WHAT YOU SHOULD DO> Copy out the stretch of records from the line that contains "Note: pick out every instance of the orange" through the line that contains "(1159, 552)", both included, keeping every request line unchanged. Multiply each coordinate in the answers by 0.45 and round to whole numbers, with halves rounded up.

[Dataset records]

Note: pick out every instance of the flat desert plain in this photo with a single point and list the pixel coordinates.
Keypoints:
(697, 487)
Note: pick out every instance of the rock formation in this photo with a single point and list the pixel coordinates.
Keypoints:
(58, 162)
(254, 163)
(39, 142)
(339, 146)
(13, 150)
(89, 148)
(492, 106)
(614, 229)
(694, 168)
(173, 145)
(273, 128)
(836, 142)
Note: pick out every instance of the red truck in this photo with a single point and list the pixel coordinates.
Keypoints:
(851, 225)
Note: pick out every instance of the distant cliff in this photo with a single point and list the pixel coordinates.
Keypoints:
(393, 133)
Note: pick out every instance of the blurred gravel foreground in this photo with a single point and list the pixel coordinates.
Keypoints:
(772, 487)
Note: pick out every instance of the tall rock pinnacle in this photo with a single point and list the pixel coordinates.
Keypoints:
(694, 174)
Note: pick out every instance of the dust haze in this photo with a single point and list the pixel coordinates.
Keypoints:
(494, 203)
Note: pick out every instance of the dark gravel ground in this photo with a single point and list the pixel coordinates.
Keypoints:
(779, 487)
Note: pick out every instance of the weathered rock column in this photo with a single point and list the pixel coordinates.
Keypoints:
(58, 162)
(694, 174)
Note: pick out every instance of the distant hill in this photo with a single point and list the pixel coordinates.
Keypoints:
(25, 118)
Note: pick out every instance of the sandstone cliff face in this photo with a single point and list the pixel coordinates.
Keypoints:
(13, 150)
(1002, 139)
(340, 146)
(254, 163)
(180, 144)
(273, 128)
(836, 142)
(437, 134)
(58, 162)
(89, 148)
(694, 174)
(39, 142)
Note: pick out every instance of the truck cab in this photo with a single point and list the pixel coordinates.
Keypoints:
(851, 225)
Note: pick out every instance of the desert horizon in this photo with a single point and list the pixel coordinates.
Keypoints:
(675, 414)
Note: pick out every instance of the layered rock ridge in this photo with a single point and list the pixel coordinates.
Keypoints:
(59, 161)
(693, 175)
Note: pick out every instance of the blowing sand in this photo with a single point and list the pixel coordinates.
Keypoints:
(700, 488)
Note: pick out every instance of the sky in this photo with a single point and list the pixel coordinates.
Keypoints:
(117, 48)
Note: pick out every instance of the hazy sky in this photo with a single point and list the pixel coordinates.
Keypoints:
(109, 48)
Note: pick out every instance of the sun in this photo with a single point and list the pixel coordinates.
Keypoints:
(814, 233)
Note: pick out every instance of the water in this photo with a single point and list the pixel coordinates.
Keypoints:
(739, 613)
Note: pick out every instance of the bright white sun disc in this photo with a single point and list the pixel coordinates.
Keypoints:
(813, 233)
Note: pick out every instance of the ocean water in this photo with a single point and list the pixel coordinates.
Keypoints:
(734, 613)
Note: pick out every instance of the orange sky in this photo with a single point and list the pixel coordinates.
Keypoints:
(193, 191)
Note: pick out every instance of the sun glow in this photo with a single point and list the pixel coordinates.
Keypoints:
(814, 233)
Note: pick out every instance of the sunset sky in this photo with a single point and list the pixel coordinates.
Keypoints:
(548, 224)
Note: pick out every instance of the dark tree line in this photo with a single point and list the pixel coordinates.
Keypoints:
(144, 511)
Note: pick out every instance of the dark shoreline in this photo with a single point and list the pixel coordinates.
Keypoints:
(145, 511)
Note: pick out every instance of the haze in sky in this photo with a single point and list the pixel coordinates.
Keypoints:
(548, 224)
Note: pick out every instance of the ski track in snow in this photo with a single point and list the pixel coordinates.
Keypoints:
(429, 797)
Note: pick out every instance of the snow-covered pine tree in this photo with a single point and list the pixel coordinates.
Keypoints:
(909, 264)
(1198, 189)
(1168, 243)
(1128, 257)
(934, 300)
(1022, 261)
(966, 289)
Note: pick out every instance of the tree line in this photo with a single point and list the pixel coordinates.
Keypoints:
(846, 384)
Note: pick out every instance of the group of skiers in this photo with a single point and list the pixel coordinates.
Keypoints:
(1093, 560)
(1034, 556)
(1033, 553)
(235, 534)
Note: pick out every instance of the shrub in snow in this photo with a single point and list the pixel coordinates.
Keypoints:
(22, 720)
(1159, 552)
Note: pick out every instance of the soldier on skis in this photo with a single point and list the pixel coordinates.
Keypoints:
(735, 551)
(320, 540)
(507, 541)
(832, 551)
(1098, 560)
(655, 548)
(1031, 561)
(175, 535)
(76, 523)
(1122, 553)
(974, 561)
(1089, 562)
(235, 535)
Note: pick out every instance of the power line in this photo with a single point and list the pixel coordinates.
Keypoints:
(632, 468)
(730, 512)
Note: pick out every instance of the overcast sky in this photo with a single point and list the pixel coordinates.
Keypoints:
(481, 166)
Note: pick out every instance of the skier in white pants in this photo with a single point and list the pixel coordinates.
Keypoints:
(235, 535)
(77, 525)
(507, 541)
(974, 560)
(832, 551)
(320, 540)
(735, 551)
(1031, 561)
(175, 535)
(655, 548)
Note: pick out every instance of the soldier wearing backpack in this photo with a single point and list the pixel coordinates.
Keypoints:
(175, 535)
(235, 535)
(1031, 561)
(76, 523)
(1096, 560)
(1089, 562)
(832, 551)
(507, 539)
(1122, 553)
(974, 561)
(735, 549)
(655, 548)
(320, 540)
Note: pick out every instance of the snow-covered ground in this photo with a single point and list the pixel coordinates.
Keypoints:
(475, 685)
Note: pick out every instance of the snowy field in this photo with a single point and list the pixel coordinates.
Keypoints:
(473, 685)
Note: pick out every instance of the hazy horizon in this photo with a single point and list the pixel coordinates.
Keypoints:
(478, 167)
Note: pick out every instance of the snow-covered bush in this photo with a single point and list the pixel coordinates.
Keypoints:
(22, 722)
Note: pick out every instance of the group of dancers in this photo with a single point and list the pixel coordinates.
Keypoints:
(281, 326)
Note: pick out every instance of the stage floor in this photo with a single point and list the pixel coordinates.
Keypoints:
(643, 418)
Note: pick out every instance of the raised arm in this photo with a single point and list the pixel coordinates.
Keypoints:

EXERCISE RESULT>
Note: pick out every instance of the orange sky in this photo with a single point and list the pixel coordinates.
Keypoints:
(87, 86)
Note: pick out every instance of the sun glow in this photo with a single point and list the pixel coordinates.
Keypoints:
(366, 105)
Note: pick out every instance of the sunset sky in this photo with a single point and list the pixel coordinates.
Keypoints:
(247, 101)
Note: pick out every instance of the dark tree line in this photo with a single point and list the pixel coordinates.
Keypoints:
(65, 230)
Note: pick out every instance of the dark shoreline in this photo with a single point and list the pixel coordinates.
Keypoints:
(65, 230)
Note: pick out every instance of the haze in sky in this photo with a single point and list the pixel coordinates.
Keypoints:
(247, 101)
Note: pick out every instance of the ski track in snow in this photo with a single point and list the pixel coordinates.
Keypoints:
(193, 359)
Note: pick out every instance of the snow-covered pine tree in this photo with a single point and list the pixel coordinates.
Keypoints:
(409, 119)
(539, 85)
(526, 109)
(508, 116)
(420, 135)
(460, 117)
(435, 130)
Note: pick out every instance of the tree line in this photo with a single point and list the pixel coordinates.
Keypoints:
(381, 173)
Note: pick out every instance of the group of skiers in this photo with a single point and list the pixel coordinates.
Keypoints:
(492, 252)
(465, 250)
(465, 249)
(106, 240)
Note: pick out every instance of the shrub in snow in this photo with a single point and list the pixel coordinates.
Keypoints:
(10, 324)
(522, 248)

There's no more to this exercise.